- [Records provided]
begin
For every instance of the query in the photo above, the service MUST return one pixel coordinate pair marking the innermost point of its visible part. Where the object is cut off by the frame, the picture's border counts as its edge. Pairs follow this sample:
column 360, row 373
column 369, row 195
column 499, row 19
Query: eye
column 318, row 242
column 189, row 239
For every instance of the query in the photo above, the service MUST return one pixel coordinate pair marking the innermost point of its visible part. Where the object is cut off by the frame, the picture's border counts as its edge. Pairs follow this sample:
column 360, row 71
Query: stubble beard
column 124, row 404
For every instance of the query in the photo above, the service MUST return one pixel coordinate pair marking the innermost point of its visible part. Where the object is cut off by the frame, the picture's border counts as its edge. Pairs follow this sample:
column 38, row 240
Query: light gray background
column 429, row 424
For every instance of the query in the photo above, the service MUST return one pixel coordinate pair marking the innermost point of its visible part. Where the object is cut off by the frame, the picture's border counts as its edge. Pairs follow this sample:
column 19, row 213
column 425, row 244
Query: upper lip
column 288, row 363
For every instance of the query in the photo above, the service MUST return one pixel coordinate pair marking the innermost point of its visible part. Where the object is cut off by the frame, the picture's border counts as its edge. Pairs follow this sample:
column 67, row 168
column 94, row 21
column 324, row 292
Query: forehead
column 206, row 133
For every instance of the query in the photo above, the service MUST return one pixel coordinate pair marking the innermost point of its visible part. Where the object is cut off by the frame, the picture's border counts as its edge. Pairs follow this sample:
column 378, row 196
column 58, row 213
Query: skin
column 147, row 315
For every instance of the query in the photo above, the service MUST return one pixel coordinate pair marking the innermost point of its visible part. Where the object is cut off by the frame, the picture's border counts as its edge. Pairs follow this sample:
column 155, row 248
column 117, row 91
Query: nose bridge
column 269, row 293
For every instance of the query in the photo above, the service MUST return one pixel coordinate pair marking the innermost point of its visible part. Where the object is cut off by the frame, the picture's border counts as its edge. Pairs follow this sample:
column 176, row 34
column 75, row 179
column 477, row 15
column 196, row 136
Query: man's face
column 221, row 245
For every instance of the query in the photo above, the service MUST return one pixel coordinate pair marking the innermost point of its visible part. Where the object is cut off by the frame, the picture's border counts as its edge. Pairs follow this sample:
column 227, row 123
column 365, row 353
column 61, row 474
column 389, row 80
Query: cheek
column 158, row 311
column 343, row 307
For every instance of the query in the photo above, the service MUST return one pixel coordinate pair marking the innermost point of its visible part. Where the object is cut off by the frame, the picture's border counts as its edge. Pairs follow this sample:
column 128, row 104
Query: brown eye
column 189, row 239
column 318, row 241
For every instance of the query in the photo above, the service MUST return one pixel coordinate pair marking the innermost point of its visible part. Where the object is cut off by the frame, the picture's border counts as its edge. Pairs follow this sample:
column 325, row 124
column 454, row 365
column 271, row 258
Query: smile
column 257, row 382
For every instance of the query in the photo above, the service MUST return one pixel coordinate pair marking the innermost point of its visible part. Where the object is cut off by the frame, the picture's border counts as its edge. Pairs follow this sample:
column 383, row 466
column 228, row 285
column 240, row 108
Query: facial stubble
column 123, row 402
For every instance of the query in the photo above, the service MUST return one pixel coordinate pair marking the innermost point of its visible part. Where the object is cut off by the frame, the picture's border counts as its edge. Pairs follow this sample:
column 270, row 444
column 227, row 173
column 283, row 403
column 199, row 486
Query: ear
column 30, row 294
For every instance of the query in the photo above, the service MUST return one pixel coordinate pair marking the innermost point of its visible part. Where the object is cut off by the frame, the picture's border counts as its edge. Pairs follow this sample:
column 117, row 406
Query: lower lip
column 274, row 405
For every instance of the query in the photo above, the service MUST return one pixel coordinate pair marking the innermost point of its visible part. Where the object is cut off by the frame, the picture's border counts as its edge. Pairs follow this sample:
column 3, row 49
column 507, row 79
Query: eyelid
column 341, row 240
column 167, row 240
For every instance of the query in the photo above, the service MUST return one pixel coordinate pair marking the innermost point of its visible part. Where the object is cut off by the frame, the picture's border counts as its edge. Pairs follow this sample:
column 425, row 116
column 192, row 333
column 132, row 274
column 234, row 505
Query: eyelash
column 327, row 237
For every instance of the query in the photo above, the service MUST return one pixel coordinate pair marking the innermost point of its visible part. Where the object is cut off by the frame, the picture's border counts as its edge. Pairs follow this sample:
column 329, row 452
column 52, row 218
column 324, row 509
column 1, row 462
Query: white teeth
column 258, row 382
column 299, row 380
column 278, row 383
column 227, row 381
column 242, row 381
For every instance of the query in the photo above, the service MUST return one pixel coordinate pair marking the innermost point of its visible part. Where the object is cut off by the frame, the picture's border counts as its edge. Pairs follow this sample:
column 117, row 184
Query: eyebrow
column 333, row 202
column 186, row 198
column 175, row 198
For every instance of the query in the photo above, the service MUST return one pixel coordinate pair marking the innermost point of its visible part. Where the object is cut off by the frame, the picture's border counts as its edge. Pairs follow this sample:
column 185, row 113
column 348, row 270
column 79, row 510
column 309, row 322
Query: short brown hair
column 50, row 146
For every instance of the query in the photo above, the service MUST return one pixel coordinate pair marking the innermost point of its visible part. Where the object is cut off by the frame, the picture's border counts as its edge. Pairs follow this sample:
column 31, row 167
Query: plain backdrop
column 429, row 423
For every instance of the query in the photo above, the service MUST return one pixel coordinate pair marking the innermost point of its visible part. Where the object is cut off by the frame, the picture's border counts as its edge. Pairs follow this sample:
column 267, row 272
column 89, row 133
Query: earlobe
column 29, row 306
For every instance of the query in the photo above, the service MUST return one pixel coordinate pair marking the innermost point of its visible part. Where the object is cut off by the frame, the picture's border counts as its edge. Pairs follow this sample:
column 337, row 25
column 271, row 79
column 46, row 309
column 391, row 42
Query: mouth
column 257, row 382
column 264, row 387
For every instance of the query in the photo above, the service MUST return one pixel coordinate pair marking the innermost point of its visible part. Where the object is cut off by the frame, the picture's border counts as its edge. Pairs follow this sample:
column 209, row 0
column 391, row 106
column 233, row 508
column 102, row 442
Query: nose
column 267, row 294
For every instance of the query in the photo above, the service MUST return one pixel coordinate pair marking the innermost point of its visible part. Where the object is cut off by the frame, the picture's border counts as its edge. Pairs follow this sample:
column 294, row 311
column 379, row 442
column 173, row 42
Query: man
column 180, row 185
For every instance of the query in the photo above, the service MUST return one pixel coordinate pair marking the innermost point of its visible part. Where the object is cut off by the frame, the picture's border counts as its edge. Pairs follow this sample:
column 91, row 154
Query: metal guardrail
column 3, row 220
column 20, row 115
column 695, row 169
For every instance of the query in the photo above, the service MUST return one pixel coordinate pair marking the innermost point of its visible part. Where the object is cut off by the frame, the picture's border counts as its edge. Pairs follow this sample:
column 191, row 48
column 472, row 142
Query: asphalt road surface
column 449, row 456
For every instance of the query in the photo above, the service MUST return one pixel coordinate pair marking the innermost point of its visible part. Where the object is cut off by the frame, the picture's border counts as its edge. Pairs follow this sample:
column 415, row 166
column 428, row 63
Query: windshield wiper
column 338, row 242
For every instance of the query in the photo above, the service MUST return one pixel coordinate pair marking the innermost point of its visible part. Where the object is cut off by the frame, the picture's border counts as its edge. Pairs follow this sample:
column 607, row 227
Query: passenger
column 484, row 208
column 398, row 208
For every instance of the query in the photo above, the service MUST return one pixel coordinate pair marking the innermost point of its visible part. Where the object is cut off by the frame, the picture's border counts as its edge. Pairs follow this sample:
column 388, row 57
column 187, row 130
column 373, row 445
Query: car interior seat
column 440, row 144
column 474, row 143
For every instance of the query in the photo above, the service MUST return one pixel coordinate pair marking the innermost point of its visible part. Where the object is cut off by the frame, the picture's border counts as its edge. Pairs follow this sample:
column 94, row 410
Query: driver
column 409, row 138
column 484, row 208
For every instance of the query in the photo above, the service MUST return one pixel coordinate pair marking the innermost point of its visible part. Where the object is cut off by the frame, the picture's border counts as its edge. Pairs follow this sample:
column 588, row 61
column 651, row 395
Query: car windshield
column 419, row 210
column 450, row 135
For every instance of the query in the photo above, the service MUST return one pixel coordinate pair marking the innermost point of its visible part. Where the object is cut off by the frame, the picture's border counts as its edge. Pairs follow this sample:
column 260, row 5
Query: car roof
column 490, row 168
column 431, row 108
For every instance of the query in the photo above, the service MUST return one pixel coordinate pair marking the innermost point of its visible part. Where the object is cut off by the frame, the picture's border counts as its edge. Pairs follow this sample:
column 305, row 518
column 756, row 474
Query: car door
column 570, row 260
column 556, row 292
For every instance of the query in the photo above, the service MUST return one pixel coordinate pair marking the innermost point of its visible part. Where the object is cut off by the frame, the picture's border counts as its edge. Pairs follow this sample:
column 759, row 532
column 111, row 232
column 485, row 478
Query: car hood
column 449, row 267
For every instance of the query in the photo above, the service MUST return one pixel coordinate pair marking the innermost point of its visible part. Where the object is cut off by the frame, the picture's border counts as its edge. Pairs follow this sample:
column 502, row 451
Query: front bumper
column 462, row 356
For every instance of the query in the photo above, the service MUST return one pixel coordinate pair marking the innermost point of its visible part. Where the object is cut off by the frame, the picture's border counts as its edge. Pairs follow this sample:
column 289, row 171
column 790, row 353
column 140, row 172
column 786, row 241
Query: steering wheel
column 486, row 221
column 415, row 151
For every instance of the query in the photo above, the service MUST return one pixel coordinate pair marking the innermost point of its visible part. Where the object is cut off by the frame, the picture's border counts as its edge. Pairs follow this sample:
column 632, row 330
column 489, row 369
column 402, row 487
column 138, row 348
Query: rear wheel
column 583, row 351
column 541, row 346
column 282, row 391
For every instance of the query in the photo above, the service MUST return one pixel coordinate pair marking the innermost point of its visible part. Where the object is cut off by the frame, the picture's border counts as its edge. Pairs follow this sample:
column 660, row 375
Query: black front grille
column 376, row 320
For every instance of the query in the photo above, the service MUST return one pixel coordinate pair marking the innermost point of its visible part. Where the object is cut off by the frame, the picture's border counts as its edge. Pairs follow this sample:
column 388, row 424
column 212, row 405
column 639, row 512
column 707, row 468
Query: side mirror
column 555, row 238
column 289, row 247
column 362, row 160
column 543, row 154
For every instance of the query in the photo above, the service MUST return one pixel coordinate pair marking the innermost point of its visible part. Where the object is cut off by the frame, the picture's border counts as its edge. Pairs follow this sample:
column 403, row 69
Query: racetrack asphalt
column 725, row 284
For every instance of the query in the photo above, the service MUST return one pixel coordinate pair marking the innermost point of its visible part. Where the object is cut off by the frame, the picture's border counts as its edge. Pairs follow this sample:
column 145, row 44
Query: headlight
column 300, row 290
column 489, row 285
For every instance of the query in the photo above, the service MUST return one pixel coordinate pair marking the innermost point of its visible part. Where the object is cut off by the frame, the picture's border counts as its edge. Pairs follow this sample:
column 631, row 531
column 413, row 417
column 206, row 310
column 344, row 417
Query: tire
end
- [Exercise] Pull out every line of the records that contains the string "stubble", copying each one in full.

- [Completed exercise]
Query: stubble beard
Query: facial stubble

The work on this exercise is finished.